REQUIRED WORK: Although the records contain pictures, the copy must not; reproduce everything else in them exactly.

TASK INPUTS:

::::::

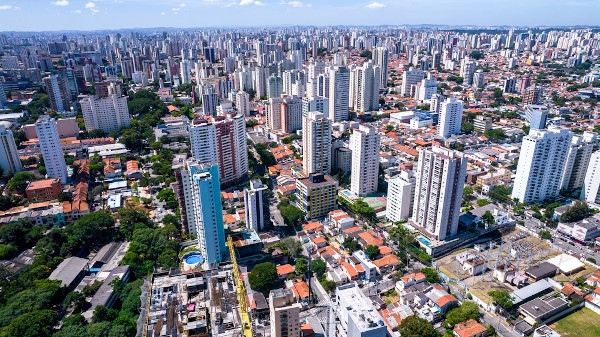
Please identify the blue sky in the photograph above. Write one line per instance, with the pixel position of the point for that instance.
(40, 15)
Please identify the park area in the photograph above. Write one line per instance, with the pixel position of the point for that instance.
(581, 323)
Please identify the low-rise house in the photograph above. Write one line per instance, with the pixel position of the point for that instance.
(43, 190)
(469, 328)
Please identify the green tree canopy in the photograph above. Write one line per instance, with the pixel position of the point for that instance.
(318, 267)
(413, 326)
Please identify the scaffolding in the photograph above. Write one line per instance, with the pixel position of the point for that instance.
(241, 292)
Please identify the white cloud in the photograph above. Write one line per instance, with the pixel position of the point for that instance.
(376, 5)
(251, 2)
(297, 4)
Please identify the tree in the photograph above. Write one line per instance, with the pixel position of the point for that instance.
(413, 326)
(301, 266)
(291, 214)
(431, 275)
(488, 218)
(502, 298)
(263, 277)
(482, 202)
(372, 251)
(545, 235)
(577, 212)
(495, 134)
(318, 267)
(76, 300)
(350, 244)
(468, 310)
(19, 181)
(37, 323)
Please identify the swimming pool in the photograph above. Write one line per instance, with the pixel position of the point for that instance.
(193, 258)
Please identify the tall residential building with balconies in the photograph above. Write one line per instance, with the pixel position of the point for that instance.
(316, 143)
(410, 79)
(58, 93)
(578, 160)
(284, 313)
(108, 114)
(365, 146)
(253, 202)
(317, 195)
(52, 152)
(205, 203)
(339, 86)
(450, 118)
(9, 156)
(401, 196)
(542, 164)
(440, 175)
(221, 140)
(364, 87)
(381, 58)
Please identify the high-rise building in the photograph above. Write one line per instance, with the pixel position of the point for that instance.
(58, 93)
(532, 95)
(467, 70)
(450, 118)
(365, 146)
(284, 114)
(410, 79)
(108, 113)
(2, 96)
(317, 195)
(509, 85)
(274, 86)
(221, 140)
(9, 156)
(537, 116)
(478, 79)
(541, 164)
(316, 103)
(253, 202)
(339, 85)
(284, 313)
(578, 160)
(210, 100)
(207, 209)
(52, 152)
(436, 103)
(427, 88)
(591, 187)
(381, 58)
(440, 175)
(364, 88)
(316, 143)
(242, 103)
(401, 196)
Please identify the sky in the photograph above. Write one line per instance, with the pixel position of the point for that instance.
(51, 15)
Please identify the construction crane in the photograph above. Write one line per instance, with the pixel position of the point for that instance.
(241, 291)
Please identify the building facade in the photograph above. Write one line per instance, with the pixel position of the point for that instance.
(440, 175)
(365, 147)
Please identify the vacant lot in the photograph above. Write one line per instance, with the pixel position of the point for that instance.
(581, 323)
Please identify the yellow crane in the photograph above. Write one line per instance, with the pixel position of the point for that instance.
(241, 291)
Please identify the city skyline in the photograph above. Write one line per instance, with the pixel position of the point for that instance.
(117, 14)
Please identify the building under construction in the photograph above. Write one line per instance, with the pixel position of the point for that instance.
(194, 304)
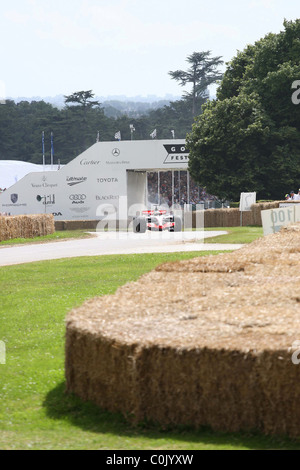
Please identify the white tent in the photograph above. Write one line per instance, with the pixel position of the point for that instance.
(11, 171)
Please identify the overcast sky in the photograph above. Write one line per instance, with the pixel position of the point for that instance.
(123, 47)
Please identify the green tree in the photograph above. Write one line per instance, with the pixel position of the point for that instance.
(248, 139)
(201, 73)
(83, 103)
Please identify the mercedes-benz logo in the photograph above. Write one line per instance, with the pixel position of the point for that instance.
(116, 152)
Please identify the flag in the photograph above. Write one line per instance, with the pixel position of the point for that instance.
(153, 134)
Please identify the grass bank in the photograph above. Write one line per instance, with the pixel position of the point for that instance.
(35, 412)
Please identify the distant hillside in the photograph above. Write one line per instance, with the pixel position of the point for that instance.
(114, 106)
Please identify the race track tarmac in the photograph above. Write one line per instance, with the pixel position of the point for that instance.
(112, 243)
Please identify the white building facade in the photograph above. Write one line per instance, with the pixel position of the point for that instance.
(107, 176)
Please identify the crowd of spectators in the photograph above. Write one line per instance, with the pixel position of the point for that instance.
(186, 191)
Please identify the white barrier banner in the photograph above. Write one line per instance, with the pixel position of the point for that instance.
(274, 219)
(246, 201)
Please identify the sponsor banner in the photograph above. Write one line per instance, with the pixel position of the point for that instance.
(107, 180)
(77, 198)
(74, 180)
(107, 198)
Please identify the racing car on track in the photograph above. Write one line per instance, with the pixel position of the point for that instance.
(157, 220)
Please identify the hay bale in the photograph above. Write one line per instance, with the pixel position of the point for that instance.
(202, 342)
(26, 226)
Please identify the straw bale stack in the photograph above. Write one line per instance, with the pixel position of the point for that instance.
(203, 342)
(233, 218)
(26, 226)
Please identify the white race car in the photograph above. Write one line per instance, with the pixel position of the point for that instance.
(157, 220)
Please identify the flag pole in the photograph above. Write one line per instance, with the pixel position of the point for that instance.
(43, 145)
(52, 152)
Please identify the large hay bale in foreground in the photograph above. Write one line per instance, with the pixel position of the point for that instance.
(203, 342)
(26, 226)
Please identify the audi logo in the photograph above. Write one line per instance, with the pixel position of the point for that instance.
(77, 197)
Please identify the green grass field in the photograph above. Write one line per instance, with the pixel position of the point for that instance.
(35, 411)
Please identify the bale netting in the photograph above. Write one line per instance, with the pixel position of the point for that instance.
(210, 341)
(26, 226)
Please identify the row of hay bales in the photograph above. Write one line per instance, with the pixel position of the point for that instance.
(26, 226)
(212, 218)
(201, 342)
(234, 218)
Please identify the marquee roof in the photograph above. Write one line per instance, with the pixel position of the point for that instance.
(12, 171)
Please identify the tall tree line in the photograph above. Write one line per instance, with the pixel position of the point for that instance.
(83, 121)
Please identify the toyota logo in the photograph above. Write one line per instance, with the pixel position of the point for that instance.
(116, 152)
(77, 197)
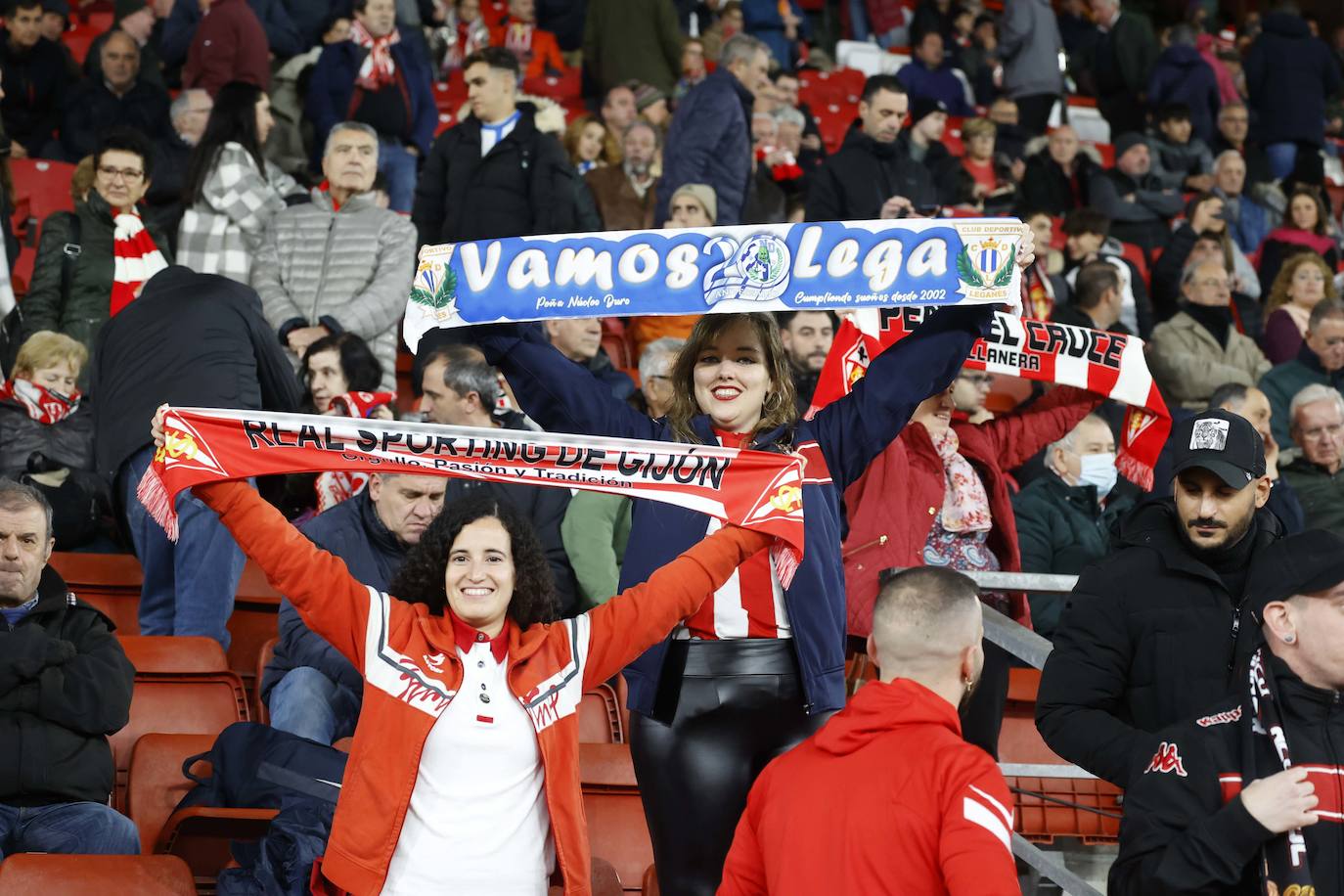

::::::

RESULT:
Please identify the blue sky in the photograph above. Write one line per instance, with the pixel position of the point for that instance.
(40, 15)
Please identify the park area in the photograph above. Write one line per instance, with the pixel position of the point for that instance.
(581, 323)
Please identify the low-rise house in the photograph above. Write one line per instance, with the pixel position of the point for that instance.
(43, 190)
(469, 328)
Please identify the green tree canopy in the photograph above. Write one line per instance, with the pixel position of the point for that instance.
(318, 267)
(413, 326)
Please identify the scaffolding in the photograph above. Write one line per instance, with the pixel position of the point for that instance.
(241, 292)
Please identify the white cloud in the photograph above. Write one line per instance, with the pixel position of the point for that instance.
(376, 5)
(251, 2)
(297, 4)
Please identify the tree in the photograph above. Write one line per instance, with the pixel position of the point for that instance.
(413, 326)
(301, 266)
(291, 214)
(431, 275)
(488, 218)
(502, 298)
(263, 277)
(482, 202)
(372, 251)
(545, 235)
(577, 212)
(495, 134)
(318, 267)
(76, 300)
(350, 244)
(468, 310)
(19, 181)
(37, 323)
Please identify the swimming pool in the photograph above. Write one line per instance, with the pixel position of the point for that instance.
(193, 258)
Please identify the tall residential building with balconies in the photograph above. Write one line per instance, with the pixel position of the point for that instance.
(316, 143)
(410, 79)
(58, 93)
(578, 160)
(284, 313)
(108, 114)
(365, 146)
(253, 202)
(317, 195)
(52, 152)
(205, 203)
(339, 86)
(450, 118)
(9, 156)
(401, 196)
(542, 164)
(440, 175)
(221, 140)
(364, 87)
(381, 58)
Please identify the high-rise building in the photograph above. Write one line per instance, with the pixel position of the point for that instance.
(58, 93)
(532, 95)
(467, 70)
(450, 118)
(365, 146)
(284, 114)
(410, 79)
(108, 113)
(2, 96)
(317, 195)
(509, 85)
(274, 86)
(221, 140)
(9, 156)
(537, 116)
(478, 79)
(541, 164)
(316, 103)
(253, 202)
(339, 85)
(284, 313)
(578, 160)
(210, 100)
(207, 209)
(52, 152)
(436, 103)
(427, 88)
(591, 187)
(381, 58)
(440, 175)
(364, 88)
(316, 143)
(242, 103)
(401, 196)
Please identify the sky in the photograph above. Write one line per instance, with the pixel position of the point for that instance.
(51, 15)
Please identify the construction crane in the photograph above. Write one line per instance, with the pixel position of the point for that instance.
(241, 291)
Please identify the building facade in the photograph above. Write one line per instance, with the pixel position of the point for that instance.
(440, 175)
(365, 147)
Please identify the vacant lot in the photograph above. Write one line per instance, with the pixel position of the point for that instance.
(581, 323)
Please identify the yellow crane in the photograph above. Write one line per instance, with the pixel position of the point for that instance.
(241, 291)
Please identify the city skyline in the photograph above. Write one line per instance, with the pixel position of the point for that instance.
(117, 14)
Please identify the building under construction in the photograph above. Write one line per instance, with the pixel position of the point for that instance.
(194, 304)
Please identify the white tent in the photograph above. Write one line per instance, with the pixel position of the point for that instance.
(11, 171)
Please identify the overcast sky in the photograph above. Write one line per instance, with the pixel position of the point for that instance.
(123, 47)
Please identify the green tree in the photograph above. Write one line per instance, with the pixel position of the point for that instance.
(248, 139)
(201, 73)
(83, 103)
Please identify the mercedes-benz logo in the photograph above. Write one line per instance, with the pixel position of the point for that instance.
(116, 152)
Please identify the flag in the photograph above. Write one line per instance, with the pixel position of the point for that instance.
(153, 134)
Please identify the grass bank in the photograph above. Write one line per instance, with the pixel position of the point for that instance.
(35, 412)
Please identify the distant hillside in the photograph above. Write one line per instance, with the pixel position of the point for that instance.
(114, 106)
Please identify the race track tarmac in the photograph above. Write one line per instance, with the pixel position of the point for that instance.
(112, 243)
Please identify the white building facade in the photograph above. Write one line per instance, with the pixel position of the point for that instance.
(107, 176)
Please identify the crowd of spectators in the photograph above. Write one line per instance, with the pixel position of the point for that instance.
(186, 191)
Please identify the white barrier banner in the photograph above. Write one line per instance, with the pixel position of the point for that instance.
(274, 219)
(246, 201)
Please identify the sponsor banner in the photograph above. Write one line per instance, with the pixel position of the point for that instance.
(107, 180)
(77, 198)
(74, 180)
(107, 198)
Please identify the racing car on track in the photograph above. Write one line per instance, with the pixel position of the point for that instance.
(157, 220)
Please identify the hay bale in the photograph above. Write one line per instance, with the pixel position of the point for that instance.
(202, 342)
(26, 226)
Please identify the straw bale stack in the photograph above. Write one line per instance, with the pixel position of the point for that instance.
(203, 342)
(233, 218)
(26, 226)
Please identify the white race car in the photograph above. Write one line per instance, with the pixel position of the point for that instance.
(157, 220)
Please identify the flag pole in the photograph above. Write one line per instance, with the pixel position of the point for that instance.
(43, 145)
(52, 152)
Please identify the large hay bale in foreground in the photograph above. Write one line per instance, with the pixel position of the point for that instance.
(203, 342)
(26, 226)
Please identify the audi logo in the photograph above. Write one line per instance, with the pixel position of the point for that instance.
(77, 197)
Please identify the green grass field in the photograph above. Write one line per instance, with the pixel position of the point for that instance.
(35, 411)
Please identify the bale netting in the photograph above. Write one line per instance, with the pixel position of the point for that instance.
(210, 341)
(26, 226)
Please identify the row of hay bales in the photograph above. Write one line per instance, with the pixel position of the point for that instance.
(26, 226)
(212, 218)
(201, 342)
(234, 218)
Please identify the marquee roof in the photograph above. Write one line per instance, with the pixel position of the point for that instance.
(12, 171)
Please identify the tall tree line in the photograph above. Write one line per instance, with the pixel position of the point for that instance.
(83, 121)
Please identify the toyota logo in the photograph above. Write one line per instance, with the pixel position of the point for that instance.
(116, 152)
(77, 197)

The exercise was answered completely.